> [Extract]:

'''

Our analysis of deep sleep showed that the fact that we claimed, on waking, that we knew nothing of what went on when we were in deep sleep was evidence that there was an experience of ignorance when we were asleep. Similarly, being able to claim ‘I remember nothing before being born’ indicates that there was an experience of ignorance before birth. And, as we have observed at several points in this essay: an experience is composed of never-changing consciousness together with ever-changing vtti-s. Thus we infer the existence of consciousness before birth. And, regarding the corollary, reason shows that to be unborn is to be free from time limitation. Being free from time limitation means being free from endings too. Thus beginningless consciousness, the very essence of existence, is endless: in other words it is eternal, ‘age after age, aeon after aeon’.

This is how exploring the statement: “Consciousness exists before I was born” looks like using the logician’s framework:

> The state before embodiment is the location (paka);
> Consciousness is the thing to be established (sādhyam);
> The assertion “I did not exist before birth” is evidence for inferring consciousness was there (hetu);
> the observation: ‘wherever there is experience, there is a knower, and wherever there is a knower, there is consciousness’ shows concomitance of experience and consciousness (vyāpti);
> The example is the deep sleep experience ‘I knew nothing’ (dṛṣtānta).

'''

> [Problems to solve]:
A: In the passage on consciousness before birth, what serves as the example (dṛṣtānta) in the logician's framework?
B: Pick up the passage on consciousness before birth after its final line and continue writing it.

[Items listed in a dataset]
'''

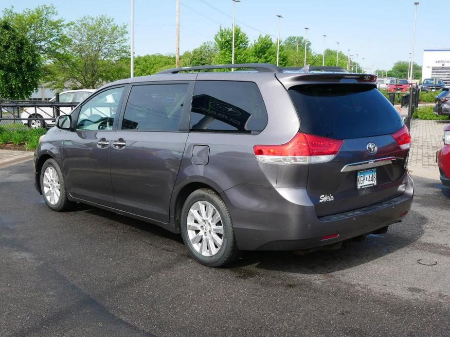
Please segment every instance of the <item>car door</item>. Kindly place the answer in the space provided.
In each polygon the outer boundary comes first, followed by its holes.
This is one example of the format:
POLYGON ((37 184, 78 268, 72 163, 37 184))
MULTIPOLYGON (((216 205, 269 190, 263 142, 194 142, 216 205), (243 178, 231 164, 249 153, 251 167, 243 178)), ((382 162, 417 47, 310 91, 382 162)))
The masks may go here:
POLYGON ((74 130, 64 141, 64 163, 69 191, 75 198, 114 206, 109 152, 124 91, 124 86, 106 89, 72 114, 74 130))
POLYGON ((167 223, 187 139, 192 82, 133 85, 111 147, 116 208, 167 223))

'''

> [Results of the tasks]:
A: The deep sleep experience 'I knew nothing'.

B:
Putting it all together: Just as the experience ‘I knew nothing’ in deep sleep was used to prove that consciousness continues despite the absence of ‘I’, so too the knowledge, ‘before birth I was not’, infers the existence of awareness (of absence of ‘I’) before birth.
And the corollary, “Consciousness exists without end”: Anything that is not born must be beyond time. So consciousness, being birthless, is eternally present.

Thus from scripture and also reason we conclude that sat-cit is of the nature of limitlessness, anantam! All that now remains is to secure the link between consciousness and myself.

Limitlessness is a synonym for pure happiness, because it is merely one’s belief in one’s limitation that causes insecurity and unhappiness. Thus pure limitless existence-consciousness is pure happiness. And the thing we love unconditionally is happiness: no one would say that they dislike being happy. One always loves the pleased self and dislikes the unpleased self. That’s why we want to be happy everywhere with everybody. Freedom from limit, pure happiness, is what we love the most. And what we love the most is ourselves because we resist our non-existence (death) more than anything else. This is how, having arrived at existence-consciousness being happiness, and recognising our unconditional love for happiness (which is equated to unconditional love for one’s self), we conclude that existence-consciousness-happiness is our true Self.

Pañcadaśi puts it like this: This pure consciousness is the true Self, absolute fullness, because it is the source of unconditional love. Self-love is seen in this way: “May I not have non-existence. Indeed, may my existence be forever.”

That love we experience for another thing is for one’s own sake, and thus not for the sake of the other: it is, therefore, the highest. As a consequence, Ātman enjoys the status of being the highest happiness, ānanda.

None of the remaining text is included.